Task –
Copy out the entries below in full and exactly.

Material provided below:

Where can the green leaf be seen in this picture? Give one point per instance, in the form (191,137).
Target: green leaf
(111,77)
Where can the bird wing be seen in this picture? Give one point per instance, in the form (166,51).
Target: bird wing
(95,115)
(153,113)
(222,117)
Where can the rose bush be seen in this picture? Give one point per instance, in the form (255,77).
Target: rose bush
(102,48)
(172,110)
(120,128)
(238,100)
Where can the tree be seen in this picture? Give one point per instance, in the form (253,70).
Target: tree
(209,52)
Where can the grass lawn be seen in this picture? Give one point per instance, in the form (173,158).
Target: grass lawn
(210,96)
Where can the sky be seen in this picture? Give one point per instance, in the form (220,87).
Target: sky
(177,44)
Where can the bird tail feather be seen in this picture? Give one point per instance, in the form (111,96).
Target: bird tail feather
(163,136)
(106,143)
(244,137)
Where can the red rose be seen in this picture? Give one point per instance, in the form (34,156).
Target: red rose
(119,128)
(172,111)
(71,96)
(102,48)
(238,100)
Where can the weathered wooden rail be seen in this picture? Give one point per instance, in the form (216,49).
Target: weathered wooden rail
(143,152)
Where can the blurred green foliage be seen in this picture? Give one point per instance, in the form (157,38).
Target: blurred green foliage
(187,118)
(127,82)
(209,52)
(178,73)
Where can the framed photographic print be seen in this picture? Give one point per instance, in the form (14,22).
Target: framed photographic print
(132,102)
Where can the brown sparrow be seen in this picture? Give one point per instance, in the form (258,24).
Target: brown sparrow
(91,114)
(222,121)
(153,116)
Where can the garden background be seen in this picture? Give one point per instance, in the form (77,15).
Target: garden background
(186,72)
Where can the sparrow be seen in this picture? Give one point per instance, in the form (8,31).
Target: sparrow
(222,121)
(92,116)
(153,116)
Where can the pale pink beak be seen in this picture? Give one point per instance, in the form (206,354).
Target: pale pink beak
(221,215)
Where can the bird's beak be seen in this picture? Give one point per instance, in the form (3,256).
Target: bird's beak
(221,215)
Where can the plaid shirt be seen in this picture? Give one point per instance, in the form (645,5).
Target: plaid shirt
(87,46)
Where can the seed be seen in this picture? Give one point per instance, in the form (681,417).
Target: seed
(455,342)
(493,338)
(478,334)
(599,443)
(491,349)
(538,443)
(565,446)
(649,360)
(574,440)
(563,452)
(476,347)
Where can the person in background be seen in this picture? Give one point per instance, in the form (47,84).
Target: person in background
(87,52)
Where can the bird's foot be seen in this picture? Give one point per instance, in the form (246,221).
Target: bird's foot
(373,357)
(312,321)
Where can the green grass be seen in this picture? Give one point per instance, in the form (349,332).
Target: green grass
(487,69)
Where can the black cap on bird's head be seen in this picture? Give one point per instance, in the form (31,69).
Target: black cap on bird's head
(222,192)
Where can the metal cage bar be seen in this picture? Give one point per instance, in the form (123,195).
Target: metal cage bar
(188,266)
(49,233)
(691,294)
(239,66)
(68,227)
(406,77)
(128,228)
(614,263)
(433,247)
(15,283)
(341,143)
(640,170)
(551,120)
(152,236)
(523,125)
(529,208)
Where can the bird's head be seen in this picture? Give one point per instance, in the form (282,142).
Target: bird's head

End of Material provided.

Solution to this problem –
Where can the green leaf be seen in this picture? Give one point per instance, in the form (191,137).
Target: green leaf
(111,77)
Where can the bird wing be seen in this picture? Give one point per instance, in the form (166,51).
Target: bird wing
(95,115)
(153,113)
(222,117)
Where can the rose bush be seen in this picture? Give one point per instance, in the form (255,77).
Target: rose bush
(102,48)
(172,110)
(120,128)
(238,100)
Where can the tree be seen in this picture? Give one point per instance, in the form (253,70).
Target: tree
(209,52)
Where can the grass lawn be seen in this picture? Give one point per instance, in the form (173,158).
Target: grass lawn
(210,96)
Where can the sky be seen in this picture? Give one point per instance, in the form (220,87).
Target: sky
(177,44)
Where can the bird tail feather be seen in this picture? Give one point per instance, in the form (111,96).
Target: bird tail feather
(163,136)
(106,143)
(244,137)
Where can the red rose be seen in this picture? Give one point per instance, in the form (34,156).
Target: red rose
(119,128)
(172,111)
(71,96)
(102,48)
(238,100)
Where can the weathered wooden rail be seen in this picture? Give one point per instance, in the form (216,49).
Target: weathered wooden rail
(143,152)
Where can the blurred green foliage be seen in this picture? Give one point per instance, in the form (157,38).
Target: blurred green foliage
(187,118)
(127,82)
(209,52)
(178,73)
Where can the framed photographic print be seen in this picture? Give one point per instance, in the form (14,22).
Target: framed photographic print
(132,102)
Where can the brown sparrow be seen in this picture? Give one point per instance, in the form (258,24).
Target: brown sparrow
(91,114)
(222,121)
(153,116)
Where can the garden background be seen in this picture? Give one point per instance, in the form (77,15).
Target: garden background
(186,72)
Where can the sparrow be seen in this picture? Give one point per instance, in the form (8,31).
Target: sparrow
(222,121)
(92,116)
(153,116)
Where can the pale pink beak be seen in this picture? Give one point per instance, in the form (206,354).
Target: pale pink beak
(221,215)
Where can the bird's beak be seen in this picture? Give one point per instance, in the form (3,256).
Target: bird's beak
(221,215)
Where can the plaid shirt be seen in this picture? Give one point per instance, in the form (645,5).
Target: plaid shirt
(87,46)
Where can the seed be seen in this picture? Give one point per instance, in the form (681,417).
Target: seed
(455,342)
(493,338)
(478,334)
(599,443)
(491,349)
(538,443)
(565,446)
(649,360)
(574,440)
(563,452)
(476,347)
Where can the person in background be seen in this picture? Give one point per instance, in the form (47,84).
Target: person in background
(87,52)
Where can the bird's foot be seen in this picture? Give one point per instance, in the form (246,221).
Target: bird's foot
(373,357)
(312,321)
Where can the green grass be seen in this picture? Give one point per instance, in the form (349,332).
Target: green grass
(487,69)
Where can the black cap on bird's head be seen in this picture? Give one point per instance, in the form (31,69).
Target: black cap on bird's head
(222,192)
Where can the metal cage bar be seen in this picture? Give one point per instance, in the form (123,195).
Target: metal cage bar
(188,266)
(49,233)
(691,294)
(239,66)
(68,227)
(406,77)
(128,228)
(614,263)
(433,247)
(15,283)
(341,143)
(640,170)
(551,120)
(152,236)
(523,125)
(529,208)
Where can the bird's head be seen in this picture? Give one point per instance, in the form (282,142).
Target: bird's head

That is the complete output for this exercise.